[Textabschnitt]
====
Wie wird das Einheimischenmodell rechtssicher?

Der Kampf um verfügbares Bauland wird härter. Was Kommunen beachten müssen, wenn sie die ansässigen Bürger bei der Vergabe zum Zuge kommen lassen wollen, beschreibt Rechtsanwalt Maximilian Dombert im Gastbeitrag

Es ist wohl auch eine Reaktion auf Corona und Homeoffice, nicht zuletzt aber der Wohnungsknappheit in großen Städten geschuldet: Immer mehr Menschen zieht es aufs Land und in kleinere, ländliche Gemeinden. Der Traum vom Haus im Grünen wird für alle immer mehr zur Herausforderung. Die ortsansässige Bevölkerung muss um das verfügbare Bauland mit den Neueinwohnern in spe konkurrieren. Nicht nur, dass dadurch die Nachfrage steigt, oftmals dürften viele auswärtige Interessenten auch finanzkräftiger sein und den Preiskampf damit noch anheizen. Kann die ortsansässige Bevölkerung in diesem Wettbewerb nicht mithalten, bleibt gerade der jungen Generation regelmäßig nichts weiter übrig, als die Heimatgemeinde auf der Suche nach Bauland zu verlassen.
====
[Auszug Datensatz]
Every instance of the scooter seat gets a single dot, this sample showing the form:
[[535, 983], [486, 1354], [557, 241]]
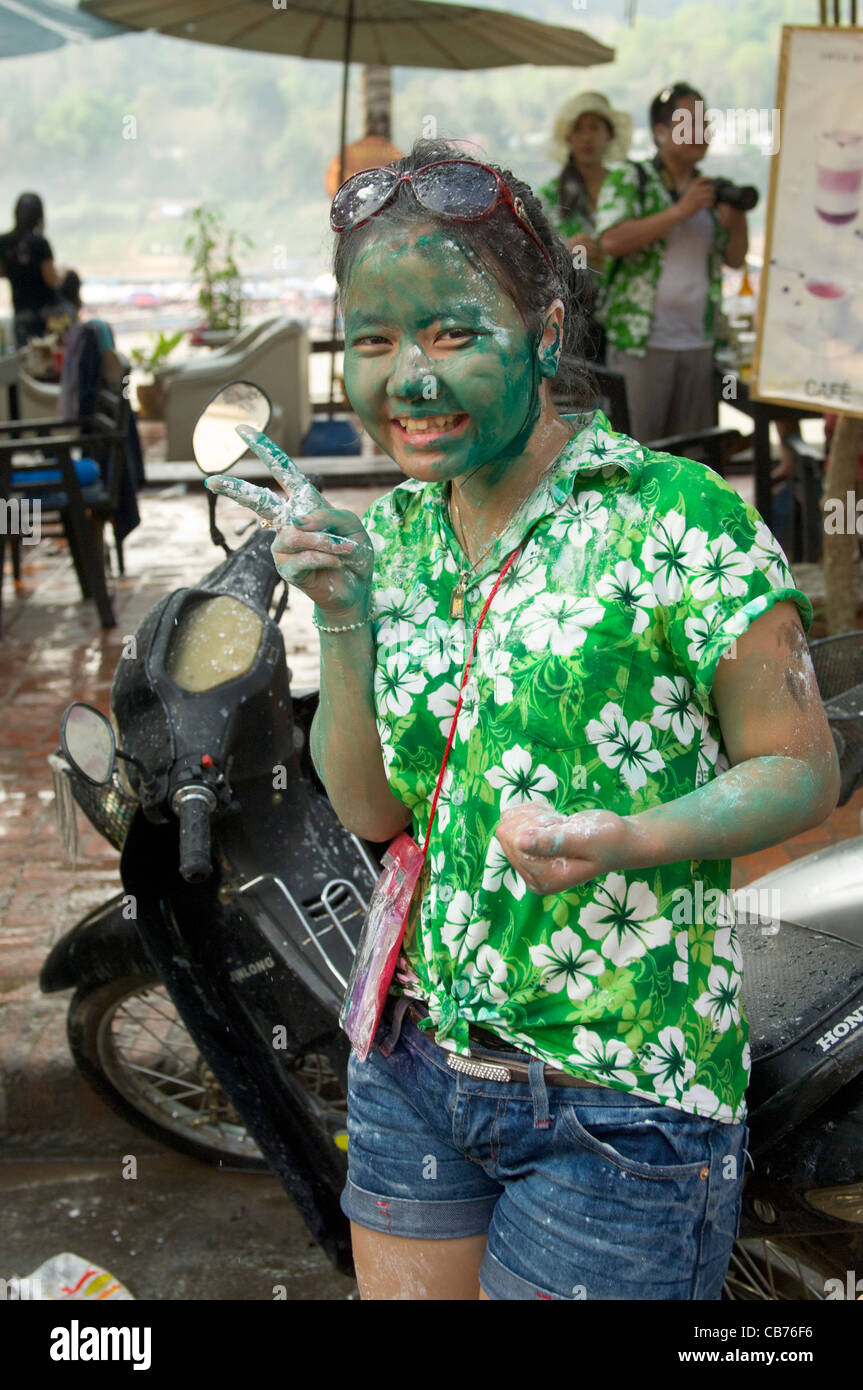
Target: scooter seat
====
[Aufgaben]
A. Beantworte anhand des Beitrags zum Einheimischenmodell:
(i) Wer hat den Gastbeitrag laut Einleitung verfasst?
(ii) Welche Gründe nennt der Beitrag dafür, dass es immer mehr Menschen aufs Land zieht?
(iii) Was bleibt der jungen Generation laut Beitrag oft übrig, wenn die ortsansässige Bevölkerung im Wettbewerb um Bauland nicht mithalten kann?
B. Schreibe den Beitrag zum Einheimischenmodell nach seinem letzten Satz weiter.

[Lösungen]
A.
(i) Rechtsanwalt Maximilian Dombert.
(ii) Corona und Homeoffice sowie die Wohnungsknappheit in großen Städten.
(iii) Die Heimatgemeinde auf der Suche nach Bauland zu verlassen.

B.
Kommunen entwickeln Einheimischenmodell

Vor diesem – in seiner Grundkonstellation gar nicht neuen – Hintergrund haben einige Kommunen schon vor Jahrzehnten Modelle entwickelt, um die ortsansässige Bevölkerung in diesem Wettbewerb zu unterstützen. Bekanntheit hat in diesem Zusammenhang etwa das „Weilheimer Modell“ erlangt, dem das Bundesverwaltungsgericht mit Urteil vom 11. Februar 1993 (Az. 4 C 18/91) schon vor fast 30 Jahren seinen Segen gegeben hat. Dabei unterbreitet der bisherige Grundstückseigentümer der Gemeinde vor Baulandausweisung ein Kaufangebot zu einem bestimmten Kaufpreis. Die Gemeinde wiederum erklärt, das Angebot nicht anzunehmen – also das Grundstück nicht selbst zu erwerben –, wenn der Grundstückseigentümer es stattdessen innerhalb einer bestimmten Frist an einen genau definierten Personenkreis von Einheimischen und nicht zu einem höheren Kaufpreis veräußert.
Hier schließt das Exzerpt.